■ Short task: Reproduce every line of the listing below without changing anything.

■ Data lines:

>> Start

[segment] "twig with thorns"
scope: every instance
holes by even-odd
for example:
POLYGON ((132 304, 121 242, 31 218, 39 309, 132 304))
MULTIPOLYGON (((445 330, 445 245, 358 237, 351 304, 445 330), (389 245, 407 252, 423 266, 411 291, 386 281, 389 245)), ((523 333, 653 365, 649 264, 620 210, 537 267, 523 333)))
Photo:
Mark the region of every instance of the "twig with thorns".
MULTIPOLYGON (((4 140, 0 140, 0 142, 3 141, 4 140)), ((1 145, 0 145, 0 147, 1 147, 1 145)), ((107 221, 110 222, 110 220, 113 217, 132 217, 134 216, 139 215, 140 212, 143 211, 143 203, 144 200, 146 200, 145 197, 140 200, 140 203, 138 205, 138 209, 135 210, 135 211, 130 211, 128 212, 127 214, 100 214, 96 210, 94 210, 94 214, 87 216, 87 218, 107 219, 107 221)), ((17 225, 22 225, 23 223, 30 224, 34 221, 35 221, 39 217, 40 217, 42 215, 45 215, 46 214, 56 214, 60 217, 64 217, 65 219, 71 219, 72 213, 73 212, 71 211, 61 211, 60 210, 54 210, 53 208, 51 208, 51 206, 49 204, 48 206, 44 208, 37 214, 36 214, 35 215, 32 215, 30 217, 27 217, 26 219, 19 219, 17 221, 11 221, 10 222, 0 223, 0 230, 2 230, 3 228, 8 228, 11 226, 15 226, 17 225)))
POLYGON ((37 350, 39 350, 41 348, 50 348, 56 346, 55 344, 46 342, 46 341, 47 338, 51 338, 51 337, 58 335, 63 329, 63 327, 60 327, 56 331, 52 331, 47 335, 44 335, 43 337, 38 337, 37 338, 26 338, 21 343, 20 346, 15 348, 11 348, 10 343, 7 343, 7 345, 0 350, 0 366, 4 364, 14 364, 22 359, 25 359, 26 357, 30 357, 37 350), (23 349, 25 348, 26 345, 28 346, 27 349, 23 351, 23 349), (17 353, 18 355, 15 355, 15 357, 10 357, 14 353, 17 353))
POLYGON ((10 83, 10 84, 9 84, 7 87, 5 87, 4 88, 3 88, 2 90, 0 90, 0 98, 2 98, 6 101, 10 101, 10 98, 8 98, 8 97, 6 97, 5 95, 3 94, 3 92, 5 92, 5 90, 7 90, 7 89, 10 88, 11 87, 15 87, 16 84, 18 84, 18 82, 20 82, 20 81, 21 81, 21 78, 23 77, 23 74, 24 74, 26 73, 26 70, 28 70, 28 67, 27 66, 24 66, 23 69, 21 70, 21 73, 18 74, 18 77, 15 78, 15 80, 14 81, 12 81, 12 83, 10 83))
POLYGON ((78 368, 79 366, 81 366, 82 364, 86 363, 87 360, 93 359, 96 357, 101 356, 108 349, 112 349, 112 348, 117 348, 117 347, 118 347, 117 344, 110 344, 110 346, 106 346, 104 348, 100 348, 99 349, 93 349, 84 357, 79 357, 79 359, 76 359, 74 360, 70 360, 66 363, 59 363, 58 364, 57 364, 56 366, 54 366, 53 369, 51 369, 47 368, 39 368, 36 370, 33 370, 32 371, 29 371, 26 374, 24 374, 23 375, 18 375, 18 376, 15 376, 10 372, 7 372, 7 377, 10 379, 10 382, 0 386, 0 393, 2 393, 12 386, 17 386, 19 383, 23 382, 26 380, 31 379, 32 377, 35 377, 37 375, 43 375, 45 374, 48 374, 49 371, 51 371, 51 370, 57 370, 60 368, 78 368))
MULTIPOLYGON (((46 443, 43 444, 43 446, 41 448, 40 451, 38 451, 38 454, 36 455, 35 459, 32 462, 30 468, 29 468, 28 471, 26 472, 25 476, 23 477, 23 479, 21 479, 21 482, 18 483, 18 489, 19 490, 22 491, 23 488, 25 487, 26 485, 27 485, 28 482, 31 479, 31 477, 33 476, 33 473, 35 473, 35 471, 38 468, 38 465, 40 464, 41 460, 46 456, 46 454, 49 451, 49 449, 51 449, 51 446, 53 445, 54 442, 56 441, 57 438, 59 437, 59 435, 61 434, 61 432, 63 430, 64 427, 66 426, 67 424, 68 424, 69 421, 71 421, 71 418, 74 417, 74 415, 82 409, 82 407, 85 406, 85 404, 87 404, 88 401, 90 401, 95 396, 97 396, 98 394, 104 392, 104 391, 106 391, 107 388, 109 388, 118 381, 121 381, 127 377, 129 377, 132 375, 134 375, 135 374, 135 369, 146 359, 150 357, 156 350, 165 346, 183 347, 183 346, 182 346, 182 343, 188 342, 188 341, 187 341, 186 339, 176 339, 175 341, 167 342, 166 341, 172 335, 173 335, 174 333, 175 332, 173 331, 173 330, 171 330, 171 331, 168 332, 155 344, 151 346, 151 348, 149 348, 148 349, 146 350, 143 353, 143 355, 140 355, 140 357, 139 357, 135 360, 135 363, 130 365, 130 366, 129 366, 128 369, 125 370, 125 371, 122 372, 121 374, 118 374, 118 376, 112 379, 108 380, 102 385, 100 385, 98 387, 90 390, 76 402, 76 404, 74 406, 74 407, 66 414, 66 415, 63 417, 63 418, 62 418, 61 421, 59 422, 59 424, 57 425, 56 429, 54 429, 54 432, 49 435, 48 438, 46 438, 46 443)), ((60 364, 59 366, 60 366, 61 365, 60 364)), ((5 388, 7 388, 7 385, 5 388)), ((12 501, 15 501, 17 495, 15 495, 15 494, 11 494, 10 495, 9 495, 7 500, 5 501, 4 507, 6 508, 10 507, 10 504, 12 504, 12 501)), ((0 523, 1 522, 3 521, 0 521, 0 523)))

>> End

■ The answer:
[segment] "twig with thorns"
scope: every instance
holes by even-odd
for example:
POLYGON ((132 304, 121 242, 31 218, 39 309, 132 304))
MULTIPOLYGON (((445 330, 445 245, 358 237, 351 304, 445 330), (389 245, 407 252, 423 266, 411 291, 386 281, 389 245)), ((523 333, 653 365, 649 264, 620 210, 537 267, 523 333)))
Photo:
Mark the region of every instance of the "twig with thorns".
MULTIPOLYGON (((4 140, 0 140, 0 142, 3 141, 4 140)), ((1 145, 0 145, 0 147, 1 147, 1 145)), ((107 221, 110 222, 110 220, 113 217, 132 217, 134 216, 139 215, 140 212, 143 211, 143 203, 144 200, 146 200, 145 197, 140 200, 140 203, 138 205, 138 209, 135 210, 135 211, 130 211, 128 212, 127 214, 100 214, 96 210, 94 210, 94 214, 87 216, 87 218, 107 219, 107 221)), ((17 225, 22 225, 23 223, 30 224, 34 221, 35 221, 39 217, 40 217, 42 215, 45 215, 46 214, 56 214, 60 217, 64 217, 65 219, 71 219, 72 213, 73 212, 71 211, 61 211, 60 210, 54 210, 53 208, 51 208, 51 206, 49 204, 48 206, 44 208, 37 214, 36 214, 35 215, 32 215, 30 217, 27 217, 26 219, 19 219, 17 221, 11 221, 10 222, 0 223, 0 230, 2 230, 3 228, 8 228, 11 226, 15 226, 17 225)))
POLYGON ((37 350, 39 350, 41 348, 50 348, 56 346, 55 344, 46 342, 46 341, 47 338, 51 338, 51 337, 58 335, 63 329, 63 327, 60 327, 56 331, 52 331, 47 335, 44 335, 43 337, 38 337, 37 338, 26 338, 21 343, 20 346, 15 348, 11 348, 10 343, 7 343, 7 345, 0 350, 0 366, 4 364, 14 364, 22 359, 25 359, 26 357, 30 357, 37 350), (23 349, 25 348, 26 345, 28 346, 27 349, 23 351, 23 349), (17 353, 18 355, 15 355, 15 357, 10 357, 14 353, 17 353))
POLYGON ((10 83, 10 84, 9 84, 7 87, 5 87, 4 88, 3 88, 2 90, 0 90, 0 98, 2 98, 6 101, 10 101, 10 98, 8 98, 8 97, 6 97, 5 95, 3 94, 3 92, 5 92, 5 90, 7 90, 7 89, 10 88, 11 87, 15 87, 16 84, 18 84, 18 82, 20 82, 20 81, 21 81, 21 78, 23 77, 23 74, 24 74, 26 73, 26 70, 28 70, 28 67, 27 66, 24 66, 23 69, 21 70, 21 73, 18 74, 18 77, 15 78, 15 80, 14 81, 12 81, 12 83, 10 83))
POLYGON ((78 368, 79 366, 81 366, 82 364, 86 363, 87 360, 93 359, 96 357, 101 356, 108 349, 112 349, 112 348, 117 348, 117 347, 118 347, 117 344, 110 344, 110 346, 106 346, 104 348, 100 348, 99 349, 93 349, 84 357, 79 357, 79 359, 76 359, 74 360, 70 360, 66 363, 59 363, 58 364, 57 364, 56 366, 54 366, 53 369, 51 369, 47 368, 39 368, 36 370, 33 370, 32 371, 29 371, 26 374, 24 374, 23 375, 18 375, 18 376, 15 376, 10 372, 7 372, 7 377, 10 379, 10 382, 0 386, 0 393, 2 393, 12 386, 17 386, 19 383, 23 382, 26 380, 31 379, 32 377, 35 377, 37 375, 43 375, 45 374, 48 374, 49 371, 51 371, 51 370, 57 370, 60 368, 78 368))
MULTIPOLYGON (((46 443, 43 444, 43 446, 41 448, 40 451, 38 451, 38 454, 36 455, 35 459, 32 462, 30 468, 29 468, 28 471, 26 472, 25 476, 23 477, 23 479, 21 479, 21 482, 18 483, 18 489, 19 490, 22 491, 23 488, 25 487, 26 485, 27 485, 28 482, 31 479, 31 477, 33 476, 33 473, 35 473, 35 471, 38 468, 38 465, 40 464, 41 460, 46 456, 46 454, 49 451, 49 449, 51 449, 51 446, 53 445, 54 442, 56 441, 57 438, 59 437, 59 435, 61 434, 61 432, 63 430, 64 427, 66 426, 67 424, 68 424, 69 421, 71 421, 71 418, 74 417, 74 415, 82 409, 82 407, 85 406, 85 404, 87 404, 88 401, 90 401, 95 396, 97 396, 98 394, 104 392, 104 391, 106 391, 107 388, 109 388, 118 381, 121 381, 127 377, 129 377, 132 375, 134 375, 135 374, 135 369, 146 359, 150 357, 156 350, 165 346, 183 347, 183 346, 182 346, 182 343, 188 342, 188 341, 187 341, 186 339, 176 339, 175 341, 167 342, 166 341, 172 335, 173 335, 174 333, 175 332, 173 331, 173 330, 171 330, 171 331, 168 332, 155 344, 151 346, 151 348, 149 348, 148 349, 146 350, 143 353, 143 355, 140 355, 140 357, 139 357, 135 360, 135 363, 130 365, 130 366, 129 366, 128 369, 125 370, 125 371, 122 372, 121 374, 118 374, 118 376, 112 379, 108 380, 102 385, 100 385, 98 387, 90 390, 76 402, 76 404, 74 406, 74 407, 66 414, 66 415, 63 417, 63 418, 62 418, 61 421, 59 422, 59 424, 57 425, 56 429, 54 429, 54 432, 49 435, 48 438, 46 438, 46 443)), ((60 364, 59 366, 60 366, 61 365, 60 364)), ((5 388, 7 388, 7 385, 5 388)), ((12 501, 15 501, 17 495, 15 495, 15 494, 11 494, 10 495, 9 495, 7 500, 5 501, 4 507, 6 508, 10 507, 10 504, 12 504, 12 501)), ((0 523, 1 522, 3 521, 0 521, 0 523)))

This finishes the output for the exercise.